◆ Material to process
* Start *
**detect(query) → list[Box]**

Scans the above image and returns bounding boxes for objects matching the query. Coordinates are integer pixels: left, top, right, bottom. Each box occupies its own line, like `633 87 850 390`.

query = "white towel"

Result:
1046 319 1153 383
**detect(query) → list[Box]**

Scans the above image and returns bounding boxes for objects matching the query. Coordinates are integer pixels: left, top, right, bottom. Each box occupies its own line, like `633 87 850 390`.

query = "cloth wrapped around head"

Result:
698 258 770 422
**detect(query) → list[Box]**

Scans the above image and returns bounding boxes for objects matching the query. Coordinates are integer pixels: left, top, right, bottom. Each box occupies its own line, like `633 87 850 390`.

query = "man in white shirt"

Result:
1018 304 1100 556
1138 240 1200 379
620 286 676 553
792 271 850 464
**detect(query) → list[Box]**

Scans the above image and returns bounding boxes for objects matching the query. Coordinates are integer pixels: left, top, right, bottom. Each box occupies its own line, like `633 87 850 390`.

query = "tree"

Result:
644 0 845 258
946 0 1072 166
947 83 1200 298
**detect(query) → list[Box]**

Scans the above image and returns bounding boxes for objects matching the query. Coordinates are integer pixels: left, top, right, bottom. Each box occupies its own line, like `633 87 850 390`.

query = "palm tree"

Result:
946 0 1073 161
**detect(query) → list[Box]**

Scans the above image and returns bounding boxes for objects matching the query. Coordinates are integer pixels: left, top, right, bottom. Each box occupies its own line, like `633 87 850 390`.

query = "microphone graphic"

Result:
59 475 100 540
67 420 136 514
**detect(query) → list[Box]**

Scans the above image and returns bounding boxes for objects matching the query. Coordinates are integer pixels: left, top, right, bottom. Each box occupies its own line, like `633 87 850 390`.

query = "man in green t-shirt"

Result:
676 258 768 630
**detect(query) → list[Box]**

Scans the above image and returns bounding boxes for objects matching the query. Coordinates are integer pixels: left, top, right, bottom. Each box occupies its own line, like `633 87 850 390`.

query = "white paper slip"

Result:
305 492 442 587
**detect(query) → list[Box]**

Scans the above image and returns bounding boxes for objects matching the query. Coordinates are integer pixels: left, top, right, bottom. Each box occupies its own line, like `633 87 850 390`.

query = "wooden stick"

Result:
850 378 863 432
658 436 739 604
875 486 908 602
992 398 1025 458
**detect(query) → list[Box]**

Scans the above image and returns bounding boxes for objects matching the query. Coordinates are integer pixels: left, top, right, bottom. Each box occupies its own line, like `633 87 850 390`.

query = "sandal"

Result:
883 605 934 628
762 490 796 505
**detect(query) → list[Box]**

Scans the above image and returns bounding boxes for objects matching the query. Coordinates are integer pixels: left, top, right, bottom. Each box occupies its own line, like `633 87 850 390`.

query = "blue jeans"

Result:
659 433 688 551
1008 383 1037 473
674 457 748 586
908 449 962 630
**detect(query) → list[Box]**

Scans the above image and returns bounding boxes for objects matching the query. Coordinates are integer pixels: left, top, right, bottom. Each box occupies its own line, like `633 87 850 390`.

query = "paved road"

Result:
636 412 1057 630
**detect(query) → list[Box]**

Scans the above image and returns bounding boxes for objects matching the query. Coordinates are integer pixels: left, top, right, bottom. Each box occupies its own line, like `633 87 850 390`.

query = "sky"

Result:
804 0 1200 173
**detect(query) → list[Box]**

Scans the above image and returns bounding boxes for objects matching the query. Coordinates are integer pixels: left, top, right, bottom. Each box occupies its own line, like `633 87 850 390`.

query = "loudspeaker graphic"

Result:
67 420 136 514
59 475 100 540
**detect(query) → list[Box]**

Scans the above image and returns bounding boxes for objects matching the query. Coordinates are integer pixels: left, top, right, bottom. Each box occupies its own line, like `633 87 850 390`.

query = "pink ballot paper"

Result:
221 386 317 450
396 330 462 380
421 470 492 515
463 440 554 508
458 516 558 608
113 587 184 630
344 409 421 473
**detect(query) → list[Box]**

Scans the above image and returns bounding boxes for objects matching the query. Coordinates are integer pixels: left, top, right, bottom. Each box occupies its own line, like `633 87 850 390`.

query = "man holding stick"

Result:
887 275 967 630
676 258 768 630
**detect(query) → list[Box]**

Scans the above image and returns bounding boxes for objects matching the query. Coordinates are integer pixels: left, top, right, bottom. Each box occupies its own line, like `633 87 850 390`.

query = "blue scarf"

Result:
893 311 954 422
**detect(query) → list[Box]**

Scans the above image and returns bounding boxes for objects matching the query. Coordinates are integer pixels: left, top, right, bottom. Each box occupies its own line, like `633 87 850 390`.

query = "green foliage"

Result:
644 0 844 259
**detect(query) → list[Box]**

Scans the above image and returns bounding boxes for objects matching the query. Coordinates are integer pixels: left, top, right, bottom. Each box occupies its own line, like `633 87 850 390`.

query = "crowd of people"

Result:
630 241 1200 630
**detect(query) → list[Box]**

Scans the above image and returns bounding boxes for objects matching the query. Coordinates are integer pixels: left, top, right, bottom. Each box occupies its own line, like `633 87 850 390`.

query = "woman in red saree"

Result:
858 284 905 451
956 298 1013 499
* End *
◆ Set exercise
Could you write out the material again, starting at its first line and ending at the line containing "1046 319 1153 383", with the requests included and each bounding-box coordinate in the results scaled by 2.1 and rounded to a whole number, halves rounded up? Leave all other numbers unchanged, including the sample in the format description.

◆ Reply
**detect(query) → list[Box]**

Scans the above image and returns bounding boxes for objects matching the query. Coordinates are integer pixels: left, top, right, bottom. Each box occupies its own line, like `633 87 850 390`.

query = "white towel"

Result:
2197 670 2421 804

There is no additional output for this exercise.